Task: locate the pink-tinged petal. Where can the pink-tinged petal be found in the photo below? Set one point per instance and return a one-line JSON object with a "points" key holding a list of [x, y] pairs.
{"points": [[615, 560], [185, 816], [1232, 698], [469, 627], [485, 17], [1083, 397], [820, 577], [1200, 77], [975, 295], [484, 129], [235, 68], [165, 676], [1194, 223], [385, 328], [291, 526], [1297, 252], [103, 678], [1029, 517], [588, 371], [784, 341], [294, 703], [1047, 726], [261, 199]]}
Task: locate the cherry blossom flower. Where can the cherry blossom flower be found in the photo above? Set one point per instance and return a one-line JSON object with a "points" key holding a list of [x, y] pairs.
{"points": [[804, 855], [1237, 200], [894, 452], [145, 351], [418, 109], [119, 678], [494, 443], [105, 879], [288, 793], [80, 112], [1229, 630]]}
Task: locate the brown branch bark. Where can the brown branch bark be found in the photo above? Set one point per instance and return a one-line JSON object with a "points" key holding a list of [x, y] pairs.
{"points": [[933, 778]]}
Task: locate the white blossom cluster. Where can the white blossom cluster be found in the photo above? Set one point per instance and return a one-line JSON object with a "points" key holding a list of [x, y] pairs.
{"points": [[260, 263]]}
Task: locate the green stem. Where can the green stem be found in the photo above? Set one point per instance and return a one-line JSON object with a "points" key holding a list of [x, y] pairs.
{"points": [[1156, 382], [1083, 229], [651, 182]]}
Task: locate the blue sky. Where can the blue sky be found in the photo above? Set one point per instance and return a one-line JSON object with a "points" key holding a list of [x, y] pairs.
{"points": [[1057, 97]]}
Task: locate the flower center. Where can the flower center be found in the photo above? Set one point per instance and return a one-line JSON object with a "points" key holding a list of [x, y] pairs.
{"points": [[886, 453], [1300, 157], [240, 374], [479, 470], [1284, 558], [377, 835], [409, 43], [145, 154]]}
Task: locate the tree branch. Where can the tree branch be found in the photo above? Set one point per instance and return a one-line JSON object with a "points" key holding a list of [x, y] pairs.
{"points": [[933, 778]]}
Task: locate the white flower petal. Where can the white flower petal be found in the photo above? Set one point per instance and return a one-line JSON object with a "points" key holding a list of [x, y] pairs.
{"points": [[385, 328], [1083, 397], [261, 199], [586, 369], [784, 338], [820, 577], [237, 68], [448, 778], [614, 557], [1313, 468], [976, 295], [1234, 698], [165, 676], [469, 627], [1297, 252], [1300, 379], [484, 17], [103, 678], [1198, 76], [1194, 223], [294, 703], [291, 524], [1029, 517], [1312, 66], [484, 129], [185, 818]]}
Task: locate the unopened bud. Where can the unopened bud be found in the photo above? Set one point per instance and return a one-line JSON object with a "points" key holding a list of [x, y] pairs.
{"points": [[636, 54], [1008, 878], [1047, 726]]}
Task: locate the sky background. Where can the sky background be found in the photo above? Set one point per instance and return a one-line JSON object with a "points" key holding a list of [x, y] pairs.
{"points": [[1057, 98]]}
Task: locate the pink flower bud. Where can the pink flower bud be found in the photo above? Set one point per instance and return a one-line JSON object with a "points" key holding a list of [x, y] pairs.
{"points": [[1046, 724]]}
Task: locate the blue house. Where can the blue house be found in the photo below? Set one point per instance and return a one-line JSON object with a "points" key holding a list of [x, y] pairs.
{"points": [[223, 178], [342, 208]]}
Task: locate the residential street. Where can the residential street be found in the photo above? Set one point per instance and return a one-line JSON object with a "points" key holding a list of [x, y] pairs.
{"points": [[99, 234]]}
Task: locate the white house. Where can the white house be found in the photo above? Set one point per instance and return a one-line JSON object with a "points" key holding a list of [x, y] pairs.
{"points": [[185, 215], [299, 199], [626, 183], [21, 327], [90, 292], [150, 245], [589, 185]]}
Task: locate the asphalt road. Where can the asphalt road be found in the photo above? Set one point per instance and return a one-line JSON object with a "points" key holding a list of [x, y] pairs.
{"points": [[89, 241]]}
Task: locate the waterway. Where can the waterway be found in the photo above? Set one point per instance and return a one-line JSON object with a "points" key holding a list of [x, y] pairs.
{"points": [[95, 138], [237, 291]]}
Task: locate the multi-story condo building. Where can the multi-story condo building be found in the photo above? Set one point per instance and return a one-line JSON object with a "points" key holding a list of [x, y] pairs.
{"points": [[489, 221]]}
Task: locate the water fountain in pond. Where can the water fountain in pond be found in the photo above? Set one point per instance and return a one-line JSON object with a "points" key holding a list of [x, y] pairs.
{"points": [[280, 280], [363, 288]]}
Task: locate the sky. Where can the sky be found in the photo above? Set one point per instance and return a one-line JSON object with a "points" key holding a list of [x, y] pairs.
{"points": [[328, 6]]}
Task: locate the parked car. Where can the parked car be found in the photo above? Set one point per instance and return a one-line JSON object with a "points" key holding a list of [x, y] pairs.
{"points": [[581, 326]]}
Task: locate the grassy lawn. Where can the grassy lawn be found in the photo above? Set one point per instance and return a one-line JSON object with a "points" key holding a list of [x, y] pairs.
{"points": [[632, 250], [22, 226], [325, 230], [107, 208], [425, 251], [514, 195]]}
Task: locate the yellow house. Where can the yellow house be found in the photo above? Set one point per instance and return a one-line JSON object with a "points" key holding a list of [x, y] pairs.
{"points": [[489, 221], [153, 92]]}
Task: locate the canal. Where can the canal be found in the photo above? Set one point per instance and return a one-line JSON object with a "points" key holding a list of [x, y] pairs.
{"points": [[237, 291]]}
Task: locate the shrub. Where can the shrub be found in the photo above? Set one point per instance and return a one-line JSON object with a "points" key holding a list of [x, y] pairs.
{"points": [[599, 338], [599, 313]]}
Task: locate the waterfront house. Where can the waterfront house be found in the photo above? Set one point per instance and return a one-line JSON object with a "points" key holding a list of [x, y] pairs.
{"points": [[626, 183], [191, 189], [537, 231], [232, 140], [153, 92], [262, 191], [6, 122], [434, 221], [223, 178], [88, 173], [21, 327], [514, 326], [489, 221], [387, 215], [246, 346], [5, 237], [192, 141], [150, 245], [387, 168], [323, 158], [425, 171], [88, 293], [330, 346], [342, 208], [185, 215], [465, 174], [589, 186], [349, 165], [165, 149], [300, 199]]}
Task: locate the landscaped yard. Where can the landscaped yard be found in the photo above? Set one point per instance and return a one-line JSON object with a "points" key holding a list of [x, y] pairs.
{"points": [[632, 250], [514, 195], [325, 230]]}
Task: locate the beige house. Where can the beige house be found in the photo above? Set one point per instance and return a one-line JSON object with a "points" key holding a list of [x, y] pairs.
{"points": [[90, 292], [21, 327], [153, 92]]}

______

Task directions
Repeat the data precisely, line by line.

Full response
Task: locate the pink-tinged petal. Where can the pink-tinged petal be found in the photo below? Set one point per instance and return a one-line JSON object with a "points" key holding a list of [x, y] pairs.
{"points": [[615, 560], [185, 816], [1232, 698], [469, 627], [485, 17], [1083, 397], [820, 577], [1200, 77], [975, 295], [484, 129], [235, 68], [165, 676], [1194, 223], [385, 328], [291, 526], [1297, 252], [103, 678], [1029, 517], [588, 371], [784, 341], [294, 703], [1047, 726], [261, 199]]}
Task: locate the cherry blossom flower. Where can the cherry blossom flower be found in the photo above? Set one point per instance and return a one-line JSON object with a "points" key holding a list of [x, y] pairs.
{"points": [[804, 855], [1237, 200], [894, 452], [145, 351], [418, 109], [119, 678], [494, 443], [105, 879], [288, 793], [80, 112], [1229, 630]]}
Task: locate the brown branch bark. Where can the brown branch bark be found in the photo above? Set one point per instance and return a one-line JSON object with a "points" key holding a list of [x, y] pairs.
{"points": [[933, 778]]}
Task: locate the white blossom cluster. Where can the white blossom cluster be found in the photo above? Set one point per instance and return a one-line JSON object with a "points" key holding a list of [x, y] pairs.
{"points": [[260, 263]]}
Task: locate the green stem. Where can the green stem be found in the photo above? Set one point per instance and return a one-line JSON object with a "points" key holding a list of [x, y] pairs.
{"points": [[1156, 382], [1083, 229], [651, 182]]}
Task: locate the blue sky. Where can the blue sky be found in the photo above? Set one point per instance and return a one-line JSON object with a "points" key holding a list of [x, y] pairs.
{"points": [[1057, 97]]}
Task: locate the flower center. Where can the flower center be found in the photo above? Set one point per instance and return a one-line JSON object with a "points" key holding a list of [x, y] pairs.
{"points": [[886, 453], [1300, 157], [240, 374], [479, 470], [1284, 558], [377, 835], [409, 43], [145, 154]]}
Task: locate the tree branch. Where can the tree branch be found in the photo above? Set one point per instance and return a one-line JSON object with a "points" key holding a list of [x, y] pairs.
{"points": [[933, 778]]}
Task: locate the white flower petal. Where can the white flower petal be found in the photo above? Set one point per instance and return a one-line JSON object with a "points" key holding a list of [x, y] pairs.
{"points": [[385, 328], [1083, 397], [261, 199], [586, 369], [784, 338], [820, 577], [237, 68], [448, 778], [614, 557], [1313, 468], [976, 295], [1234, 698], [165, 676], [469, 627], [1297, 252], [1300, 379], [484, 17], [103, 678], [1198, 76], [1194, 223], [294, 703], [291, 524], [1029, 517], [1312, 66], [484, 129], [185, 818]]}
Task: locate the unopened bud. Where can the unopened bud be found in the photo above? Set one point per instance and return a one-line JSON object with a "points" key holding a list of [x, y] pairs.
{"points": [[636, 54], [1008, 878], [1047, 726]]}
Task: locate the sky background. Where can the sky background be found in the photo above? Set one point per instance and return a one-line JSON object with a "points" key holding a list of [x, y] pairs.
{"points": [[1057, 98]]}
Task: locate the pink flower bud. Where can the pink flower bud be found in the photo above? Set one point per instance and return a one-line JSON object with a "points" key holding a list of [x, y] pairs.
{"points": [[1046, 724]]}
Task: locate the blue house. Where can the blue house be found in the photo below? Set one point per instance and return a one-line JSON object with a "points" key holding a list of [x, y] pairs.
{"points": [[223, 178], [342, 208]]}
Task: locate the residential street. Where can the residential street be found in the photo above? Set one point per instance and return a one-line JSON object with a "points" key holding a list of [x, y] pairs.
{"points": [[99, 234]]}
Task: locate the white house. Where can the white house be found in the photo above? Set one point per instance and return a one-line JSON object with a "points" key holding a list of [x, y] pairs.
{"points": [[185, 215], [299, 199], [626, 183], [21, 327], [90, 292], [150, 245], [589, 185]]}
Task: locate the asphalt road. Where can the asphalt road be found in the photo above? Set one point per instance and return a one-line JSON object with a "points" key holding a list of [x, y] pairs.
{"points": [[89, 241]]}
Task: locate the waterway. Where can the waterway be found in the photo above? Set one point per instance and return a one-line JSON object with a "points" key holding a list of [x, y] pairs.
{"points": [[95, 138], [237, 291]]}
Task: locate the multi-story condo building. Where can the multi-story condo building be found in the photo above? Set one point per instance and return a one-line JSON object with a "points" key holding a list of [x, y] pairs.
{"points": [[489, 221]]}
Task: locate the water fountain in pond. Where can the water fountain in pond be found in the photo above? Set one point per instance and return a one-line JSON object with a "points" key holding a list of [x, y] pairs.
{"points": [[280, 280], [363, 288]]}
Task: locate the sky. Where can the sky be found in the photo above? Set one point per instance and return a one-line JSON object with a "points" key holding a list of [x, y] pairs.
{"points": [[328, 6]]}
Task: locate the parked car. Where can the parked car be found in the photo above? Set one point per instance and return a one-line JSON object with a "points" key holding a list of [x, y] pairs.
{"points": [[581, 326]]}
Task: locate the grassy lawn. Where can the grassy lawn be found in the photo above? Set one point per instance and return a one-line JSON object with a "points" key holding a list of [x, y] pairs.
{"points": [[632, 250], [22, 226], [325, 230], [107, 208], [425, 251], [514, 195]]}
Task: locate the yellow house. Where can the yellow house be found in the photo above? Set one point per instance and return a one-line JSON object with a "points" key holding a list of [x, y] pairs.
{"points": [[489, 221], [153, 92]]}
Task: locate the canal. Where can the canal be found in the photo above? Set one point per instance and return a one-line JSON object with a "points" key holding a list of [x, y] pairs.
{"points": [[237, 291]]}
Task: locate the shrub. Where can the shrub be found in the photo above? Set one point per instance and return a one-line JSON object with a "points" key holding a list of [x, y] pairs.
{"points": [[599, 338], [599, 313]]}
Task: locate the waterfront house. Where can the waterfront house be found in the photo above? Set one point per instance and return a one-line JSON object with a "points" key holding a list of [x, y] pairs.
{"points": [[626, 183], [191, 189], [537, 231], [232, 140], [153, 92], [262, 191], [6, 122], [434, 221], [223, 178], [88, 173], [21, 327], [514, 326], [489, 221], [387, 215], [246, 346], [5, 237], [192, 141], [150, 245], [387, 168], [323, 158], [425, 171], [88, 293], [330, 346], [342, 208], [185, 215], [465, 174], [589, 186], [349, 165], [165, 149], [300, 199]]}
Task: locate the landscaped yard. Where can the landscaped yard be found in the photo above? Set one point per instance and return a one-line JSON object with a "points" key holding a list of [x, y] pairs.
{"points": [[632, 250], [514, 195], [325, 230]]}
Task: locate the beige house. Where can the beige house be found in the photo above? Set one point per instance and return a one-line JSON object with a "points" key holding a list of [x, y] pairs.
{"points": [[90, 292], [21, 327], [153, 92]]}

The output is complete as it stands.